▶ TASK STATEMENT
Extract the full listing below without altering a single character.

RECORDS FOR THIS TASK: Begin

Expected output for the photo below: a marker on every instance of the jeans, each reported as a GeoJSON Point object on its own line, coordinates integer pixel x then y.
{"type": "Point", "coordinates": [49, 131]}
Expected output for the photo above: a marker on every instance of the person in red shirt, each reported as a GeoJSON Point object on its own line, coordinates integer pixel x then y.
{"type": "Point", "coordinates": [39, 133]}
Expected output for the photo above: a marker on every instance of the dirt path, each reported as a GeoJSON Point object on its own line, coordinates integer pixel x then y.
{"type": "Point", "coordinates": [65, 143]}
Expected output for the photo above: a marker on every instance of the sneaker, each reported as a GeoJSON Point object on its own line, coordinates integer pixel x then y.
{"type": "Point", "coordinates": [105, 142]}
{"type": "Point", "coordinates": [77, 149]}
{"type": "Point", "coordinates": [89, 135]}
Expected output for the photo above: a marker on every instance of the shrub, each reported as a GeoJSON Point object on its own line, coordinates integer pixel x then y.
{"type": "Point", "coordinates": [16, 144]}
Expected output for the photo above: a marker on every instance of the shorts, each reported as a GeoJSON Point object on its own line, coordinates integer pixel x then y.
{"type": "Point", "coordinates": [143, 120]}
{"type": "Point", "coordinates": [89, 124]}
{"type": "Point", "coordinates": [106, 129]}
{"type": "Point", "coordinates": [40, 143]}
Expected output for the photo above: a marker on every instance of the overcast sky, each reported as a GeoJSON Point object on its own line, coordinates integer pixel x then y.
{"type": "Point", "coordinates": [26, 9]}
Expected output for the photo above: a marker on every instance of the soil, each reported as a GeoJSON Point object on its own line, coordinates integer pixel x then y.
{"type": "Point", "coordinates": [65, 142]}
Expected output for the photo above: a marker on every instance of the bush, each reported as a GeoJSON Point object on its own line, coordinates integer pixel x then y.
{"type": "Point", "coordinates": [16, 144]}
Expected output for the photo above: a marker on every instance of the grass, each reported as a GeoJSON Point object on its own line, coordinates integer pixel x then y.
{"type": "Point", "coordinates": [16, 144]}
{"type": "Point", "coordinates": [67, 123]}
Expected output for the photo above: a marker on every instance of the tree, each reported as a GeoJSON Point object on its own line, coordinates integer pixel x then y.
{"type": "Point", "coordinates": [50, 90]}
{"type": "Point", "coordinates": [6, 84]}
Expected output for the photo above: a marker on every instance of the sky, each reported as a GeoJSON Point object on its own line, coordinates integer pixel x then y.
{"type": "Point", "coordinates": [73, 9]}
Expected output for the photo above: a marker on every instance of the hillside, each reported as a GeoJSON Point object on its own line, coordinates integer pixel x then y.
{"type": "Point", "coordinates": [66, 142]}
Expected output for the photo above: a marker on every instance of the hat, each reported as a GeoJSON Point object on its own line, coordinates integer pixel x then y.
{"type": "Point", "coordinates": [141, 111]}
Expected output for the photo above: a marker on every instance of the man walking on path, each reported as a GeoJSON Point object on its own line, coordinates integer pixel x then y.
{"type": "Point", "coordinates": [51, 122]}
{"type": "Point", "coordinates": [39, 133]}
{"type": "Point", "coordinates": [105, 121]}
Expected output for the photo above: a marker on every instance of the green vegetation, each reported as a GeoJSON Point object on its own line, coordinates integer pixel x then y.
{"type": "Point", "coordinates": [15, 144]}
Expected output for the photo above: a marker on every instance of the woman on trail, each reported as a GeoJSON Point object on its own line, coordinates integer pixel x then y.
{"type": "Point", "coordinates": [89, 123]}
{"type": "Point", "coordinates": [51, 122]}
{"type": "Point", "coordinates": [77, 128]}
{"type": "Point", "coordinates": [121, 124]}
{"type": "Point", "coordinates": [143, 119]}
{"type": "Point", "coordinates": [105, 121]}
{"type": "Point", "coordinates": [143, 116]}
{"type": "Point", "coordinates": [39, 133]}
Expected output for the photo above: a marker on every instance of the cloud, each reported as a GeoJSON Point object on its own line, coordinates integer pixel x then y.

RECORDS FOR THIS TASK: End

▶ ANSWER SECTION
Expected output for the photo below: a marker on every instance of the jeans, each reported as a GeoJSON Point object on its own line, coordinates integer pixel x then y.
{"type": "Point", "coordinates": [49, 131]}
Expected output for the photo above: a marker on every instance of the person in red shirt, each reported as a GeoJSON Point object on its own line, coordinates integer pixel x then y.
{"type": "Point", "coordinates": [39, 133]}
Expected output for the photo above: a marker on every instance of the dirt path, each reported as a GeoJSON Point object on its own line, coordinates integer pixel x then y.
{"type": "Point", "coordinates": [65, 143]}
Expected output for the photo above: a marker on every instance of the sneaker, each reported as a GeoJSON Point object on its own line, coordinates integer pixel x then y.
{"type": "Point", "coordinates": [105, 142]}
{"type": "Point", "coordinates": [77, 149]}
{"type": "Point", "coordinates": [89, 135]}
Expected output for the photo above: a marker on every instance of the shrub, each reported as a GeoJSON Point object on its own line, coordinates integer pixel x then y.
{"type": "Point", "coordinates": [16, 144]}
Expected output for the photo above: a marker on every instance of the shorts, each reported as a GeoJSON Point object on its own line, coordinates integer pixel x then y.
{"type": "Point", "coordinates": [143, 120]}
{"type": "Point", "coordinates": [89, 124]}
{"type": "Point", "coordinates": [106, 129]}
{"type": "Point", "coordinates": [40, 143]}
Expected output for the photo above: a marker on every instance of the overcast sky, each reported as a GeoJSON Point object on its own line, coordinates integer pixel x then y.
{"type": "Point", "coordinates": [26, 9]}
Expected output for the photo above: a marker on every instance of the soil, each reported as a GeoJSON Point object on its own line, coordinates integer pixel x then y.
{"type": "Point", "coordinates": [65, 142]}
Expected output for the photo above: a marker on every instance of the bush, each reported as a GeoJSON Point object on its own line, coordinates integer pixel x then y.
{"type": "Point", "coordinates": [16, 144]}
Expected output for the photo above: a marker on every instance of the grass, each reported as a GeoJSON Point object on its own line, coordinates integer pixel x then y.
{"type": "Point", "coordinates": [16, 144]}
{"type": "Point", "coordinates": [67, 123]}
Expected output for the photo above: a marker on every instance of the tree, each reported as a GeoJSON Point object on its own line, coordinates integer pixel x then y.
{"type": "Point", "coordinates": [50, 90]}
{"type": "Point", "coordinates": [6, 84]}
Expected output for the photo above: a marker on every instance of the sky, each reported as a GeoJSON Point object on its own line, coordinates integer pixel x then y.
{"type": "Point", "coordinates": [73, 9]}
Expected output for the photo above: a marker on every instance of the hillside, each reported as a GeoJSON Point object on its own line, coordinates integer pixel x then y.
{"type": "Point", "coordinates": [66, 142]}
Expected output for the photo above: a marker on every instance of the hat, each reported as a GeoJSON Point object on its own line, coordinates integer pixel x then y.
{"type": "Point", "coordinates": [141, 111]}
Expected output for the photo above: a marker on every instance of the man walking on path, each reported as a GeoJSON Point object on its own line, coordinates integer pixel x then y.
{"type": "Point", "coordinates": [51, 122]}
{"type": "Point", "coordinates": [39, 133]}
{"type": "Point", "coordinates": [105, 121]}
Expected output for the photo above: a marker on every instance of the green vegetation, each reported as a GeoJSON Point object on its own line, coordinates integer pixel x then y.
{"type": "Point", "coordinates": [15, 144]}
Expected output for the photo above: a marker on every instance of the woman on trail, each reported as a GeoJSON Point object on its own line, coordinates integer pixel x then y.
{"type": "Point", "coordinates": [89, 123]}
{"type": "Point", "coordinates": [51, 122]}
{"type": "Point", "coordinates": [77, 128]}
{"type": "Point", "coordinates": [121, 124]}
{"type": "Point", "coordinates": [143, 119]}
{"type": "Point", "coordinates": [105, 121]}
{"type": "Point", "coordinates": [143, 116]}
{"type": "Point", "coordinates": [39, 133]}
Expected output for the photo above: a marker on every instance of the cloud, each reported as a GeoJSON Point object on its own line, coordinates integer pixel x then y.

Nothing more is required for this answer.